**Supplied records**.
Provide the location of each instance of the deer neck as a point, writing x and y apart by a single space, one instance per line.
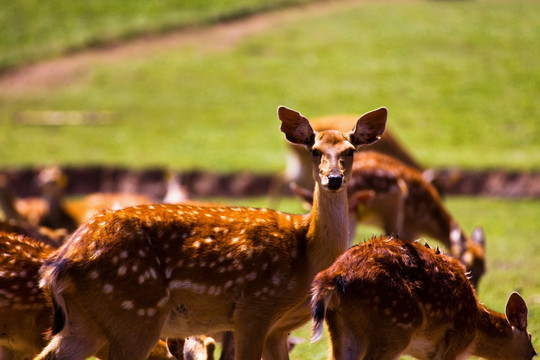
492 329
328 230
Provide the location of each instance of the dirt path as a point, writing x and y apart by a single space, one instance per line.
220 37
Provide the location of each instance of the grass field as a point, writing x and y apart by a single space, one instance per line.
35 30
461 80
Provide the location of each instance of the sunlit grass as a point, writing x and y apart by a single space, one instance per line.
460 79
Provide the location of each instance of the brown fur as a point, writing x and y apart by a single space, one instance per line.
388 297
180 270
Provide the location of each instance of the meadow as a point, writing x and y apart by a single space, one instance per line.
461 81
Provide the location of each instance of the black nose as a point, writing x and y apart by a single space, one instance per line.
334 182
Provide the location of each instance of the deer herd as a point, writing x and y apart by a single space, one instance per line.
130 277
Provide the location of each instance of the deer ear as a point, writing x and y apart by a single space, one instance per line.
516 311
296 127
369 127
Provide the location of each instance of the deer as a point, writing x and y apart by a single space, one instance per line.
387 297
388 193
298 162
174 271
47 210
25 310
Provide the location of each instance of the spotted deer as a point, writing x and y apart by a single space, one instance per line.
407 205
178 270
388 297
25 311
385 192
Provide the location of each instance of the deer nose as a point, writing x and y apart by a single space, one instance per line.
334 182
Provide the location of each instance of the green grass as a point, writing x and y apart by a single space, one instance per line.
460 79
33 30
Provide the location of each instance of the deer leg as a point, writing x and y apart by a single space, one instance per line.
276 347
227 346
79 339
344 344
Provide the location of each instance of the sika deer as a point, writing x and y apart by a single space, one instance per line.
24 312
403 203
388 297
409 206
179 270
299 161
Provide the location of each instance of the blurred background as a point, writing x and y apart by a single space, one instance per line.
193 86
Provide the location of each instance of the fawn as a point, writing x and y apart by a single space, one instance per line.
131 276
403 203
388 297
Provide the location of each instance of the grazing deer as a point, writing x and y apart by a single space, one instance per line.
403 203
409 206
388 297
47 210
179 270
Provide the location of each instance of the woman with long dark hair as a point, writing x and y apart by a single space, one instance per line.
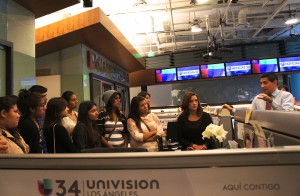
11 142
144 127
86 135
70 121
192 122
32 108
112 123
57 137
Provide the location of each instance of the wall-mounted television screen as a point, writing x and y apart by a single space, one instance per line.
238 68
188 73
165 75
289 64
212 70
264 65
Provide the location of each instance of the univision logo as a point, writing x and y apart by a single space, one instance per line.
45 187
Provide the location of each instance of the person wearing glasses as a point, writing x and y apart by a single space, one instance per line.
112 122
11 142
86 134
32 107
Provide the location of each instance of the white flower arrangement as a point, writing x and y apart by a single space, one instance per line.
215 132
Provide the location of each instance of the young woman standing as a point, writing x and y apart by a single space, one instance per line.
112 123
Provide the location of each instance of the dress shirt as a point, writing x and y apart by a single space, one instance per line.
282 100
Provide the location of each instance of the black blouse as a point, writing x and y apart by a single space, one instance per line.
190 132
63 141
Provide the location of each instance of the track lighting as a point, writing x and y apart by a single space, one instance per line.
195 27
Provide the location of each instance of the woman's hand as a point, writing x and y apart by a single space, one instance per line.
197 147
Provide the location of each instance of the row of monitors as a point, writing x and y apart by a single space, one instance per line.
286 64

**Aim of the exercise**. Take the material above and set it down exactly, minus the images.

**Answer**.
Provide the location of each instance of the deer neck as a point, writing x and y apart by a single space, one instance per line.
492 329
328 230
Provide the location of each instance of the dirt path as a point, writing x and y apart by a single space, one instance per line.
220 37
Provide the location of each instance of the grass field as a point, writing x and y apart by a single space, one instance per line.
35 30
461 80
Provide the location of each instance of the sunlit grass as a point, writing x and y apart by a single space, one instance per line.
460 79
Provide the location of each instance of the brown fur as a point, writing x and y apart by a single space, one instance per line.
388 297
180 270
Provide the location of each instance of the meadow as a point, writing x and y apart by a single space, one instance per line.
461 81
Provide the location of each instance of the black nose as a point, writing x and y apart by a single space, one instance per line.
334 182
Provide the location of each instance of the deer herd as a point, writing x and y apart by a single space, one instance per line.
130 277
Provide the location of each instance of the deer ear as a point, writing x and y apart by a single space, one instance per line.
516 311
296 127
369 127
Provide the location of each instance of the deer as a point, writing x and y apart by a single space, one instance per line.
387 297
388 193
298 162
174 271
47 210
25 310
Provide the location of each instance of the spotted deer as a point, writing x and y apart by a single space, one instance per line.
407 205
178 270
388 297
25 311
385 192
Provide the location of each instance of the deer nose as a point, writing x and y apart by a single space, one instance per line.
334 182
Provide the location of each instance of the green grass as a point, writing x and y apart by a single space, one instance per line.
460 79
33 30
Provide the location of each instance of the deer leg as a point, writing x and y apart by a single space, one instance per line.
276 347
227 346
79 339
344 344
Provide the location of each instance of the sika deer as a point, writing x and y apart by a single space, one instance per line.
24 312
403 203
388 297
409 206
179 270
299 161
Provide the location of each instance of the blurred background as a point, writing x and y apart by a single space, one instance per line.
193 86
Provide the location of each instance of the fawn as a point, writing x and y apart by a single space, one instance per line.
131 276
403 203
388 297
Provide the location of each instance of the grazing deer as a point, writing x and y apart by a single space, one instance per line.
403 203
409 206
388 297
47 210
179 270
Provide the location of each instance of the woman with long dark hair as a point, writing x and y apart by a single space, one instance per line.
11 142
144 127
86 135
70 121
192 122
32 108
112 123
57 137
Provide the location of each instance of the wall-mounted television screen as a point, writing x and y apart by a single space, one instance per line.
238 68
188 73
165 75
289 64
212 70
264 65
Provide the location of each instance of the univision logo as a point, writing x and y apart by a single space, one instance per line.
45 187
Provide the location of each instance of the person wearing glasses as a point, writing x and y apart by a single space, one instance per line.
112 122
11 142
86 134
32 107
Provide the location of each instance of the white flower arrangement as a point, writing x and y apart by a single space, one instance per line.
215 132
Provide the location of each instance of the young woman standing as a point, writing x and y apart by a single space, one instance per line.
112 123
Provide the location of each instance of the dress shirt as a point, writing x and y apart by a single space, one instance per line.
282 100
Provide the location of each instance of the black blouse as a point, writing x and y apart by a single space, one instance per line.
190 132
63 141
Provide the location of each instance of the track lighting as a point, writing x and y apart by a single space, one instance per line.
195 27
Provide the location of each instance of the woman's hand as a point, writing x and y apart by a single space, one instance per line.
197 147
Provide the location of each instance of the row of monitors as a point, writing x and y apart by a single space, one instance per line.
286 64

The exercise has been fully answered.